Source =>
A technical dictionary of printmaking, André Béguin.

Back to Main Page of the "Printmaking dictionary"
A plate multiplication process also used to duplicate relief and intaglio engravings by galvanoplastic or electrolytic processes. Duplicates are made by depositing metallic salts onto the surface of a plate by means of electrolysis. [* galvanic]. The term is quite a recent one and for further details as to the history of this process see under the heading galvanic processes.
Electrotyping is a process much like stereotyping* which is also a plate duplicating system. The difference between the two is that stereotyping is an entirely mechanical process while electrotyping is an electrochemical process.
Electrotyping is done in three distinct phases:
  1. A mould is made of the plate to be duplicated. This is a mechanical operation whereby a cast is made of plastics which are made to conduct electric currents. The plastic has to be metallized in order for it to become a conductor.
  2. A metallic substance is deposited into the mould by the electro-chemical process of electrolysis. The result is a metal shell* whose thickness is variable.
  3. The final step in electrotyping is a mechanical operation, partially manual, which consists in detaching the shell from the mould or cast, reinforcing it, and readying it for use.

Various materials may be used in this first step such as wax, lead, 'tenaplate', or thermoplastic sheets such as celluloid or vinyl sheets. The mould must be made under pressure. Wax is the most used substance and is particularly sought after on account of its low price but, despite its high flexibility, it causes a certain amount of problems in moulding. Furthermore, when it is removed the hollows between letters must be raised by means of a plaster layer. To make the mould conduct electricity the wax and the mould box must first be metallized with lead. Lead casts are usually only used in photo-engraving and for the colour printing done with this process. The mould is made with a great deal of pressure and because of this there is a certain danger of damaging zinc halftone plates which are quite expensive. Tenaplate is a plastic material covered with graphite loaded wax. This product has, however, been replaced as of the last few years by thermoplastic sheets, the reason being that these sheets present several advantages:
cleanliness, lightness, and solidity. Furthermore, when using such sheets the mould survives the removal of the shell and therefore several electrotypes can be made using only one mould. Such sheets are more expensive than wax but are cheaper than lead ones. However, the result is not quite as good as when using lead, especially if one needs to register for colour printing.

Tasks to complete =>
A. Answer these from the dictionary entry on electrotyping:
(i) What must be done to the plastic so that it conducts electricity?
(ii) What results from the second phase of electrotyping?
(iii) Which three advantages of thermoplastic sheets does the entry name?
B. In the dictionary entry on electrotyping, shorten the paragraph beginning "Electrotyping is a process much like stereotyping" to a single sentence that keeps its main facts.
C. Carry on the dictionary entry on electrotyping in the same style, starting after its final sentence.

Material =>
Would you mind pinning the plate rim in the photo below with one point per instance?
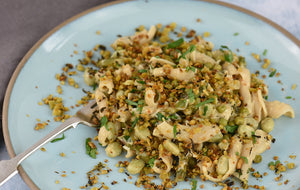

The results =>
A.
(i) It must be metallized.
(ii) A metal shell of variable thickness.
(iii) Cleanliness, lightness, and solidity.

B. Electrotyping and stereotyping are both plate duplicating systems, but stereotyping is entirely mechanical, while electrotyping is electrochemical.

C.
Celluloid, on the other hand, is hard to use and because of this has been replaced with vinyl plastics which are easier to mould and to cover with graphite. In any case the moulds made with these substances must be done rapidly and when they are hot. A mould must be an exact copy of the original plate. Above all, moulds must not be deformed or torn when they are taken off the plate. Metallization is, at times, done before making the mould by pulverizing graphite both into the material to be used and into the mould box. Sometimes metallization is done after the mould has been taken in which case it is done with silver which conducts electricity as much as 4,000 times more than graphite. This kind of pulverization is done with a spray-gun in a special work room.

Electrolysis is carried out in electroplating vats made of wood lined with lead, gutta-percha, rubber, or vinyl chlorate. The vats contain anywhere between 400 and 1,000 liters (about 100 to 250 gallons) of liquid, are rectangular, and have a copper bar running along each top side of the vats. These copper bars are attached one to the positive pole and the other to the negative pole of a source of electricity. The anodes and cathodes are attached to these copper bars. The mould is then fixed to a cathode. The copper bars, the attachments, and all of the conductors must be kept in good repair and be spotlessly clean in order to ensure the best possible conductivity.
The anode and the cathode (the latter holding the mould) are immersed in an electrolitic bath which, if copper is to be deposited (as is often the case), is made with a solution of copper sulfate to which some sulfuric acid has been added. The function of the acid is to increase the conductivity of the bath, to keep the liquid clean, and to facilitate the depositing of metal onto the mould during electrolysis. The bath must be stirred and heated.
Electrolysis can be done rapidly (anywhere between one and eight hours) or it can be done slowly (10 to 14 hours), in which case it can be done overnight. When the current is switched on (it must be a continous current between 1 and 6 volts) the salts contained in the electrolytic bath begin to deposite in the mould. Success is attained only if the depositing is homogenous and even.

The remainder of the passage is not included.